Dear Folks,

Hurricane Maria strengthens again… Mexico searches for earthquake survivors against increasing odds… Crucial American financial institutions hacked… Record flooding in Houston… Five murders in Baltimore this week, 230 for the year… Is it just me, or does it feel like a good time to be reading The Book of Job? Job poses some of the most difficult questions for us: Why do bad things happen to good people?  Is the universe orderly and just?  Is God looking out for humanity?  Does it really matter how we behave?

**Data records**
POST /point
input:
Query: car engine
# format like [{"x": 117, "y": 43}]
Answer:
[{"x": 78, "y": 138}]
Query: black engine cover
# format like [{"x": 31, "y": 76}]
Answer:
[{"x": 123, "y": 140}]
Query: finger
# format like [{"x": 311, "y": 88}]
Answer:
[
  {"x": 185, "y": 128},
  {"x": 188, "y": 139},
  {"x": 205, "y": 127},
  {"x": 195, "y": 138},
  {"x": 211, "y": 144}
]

**Request**
Copy the passage of the letter above word for word, starting with "Hurricane Maria strengthens" and going on through "how we behave?".

**Correct response**
Hurricane Maria strengthens again… Mexico searches for earthquake survivors against increasing odds… Crucial American financial institutions hacked… Record flooding in Houston… Five murders in Baltimore this week, 230 for the year… Is it just me, or does it feel like a good time to be reading The Book of Job? Job poses some of the most difficult questions for us: Why do bad things happen to good people?  Is the universe orderly and just?  Is God looking out for humanity?  Does it really matter how we behave?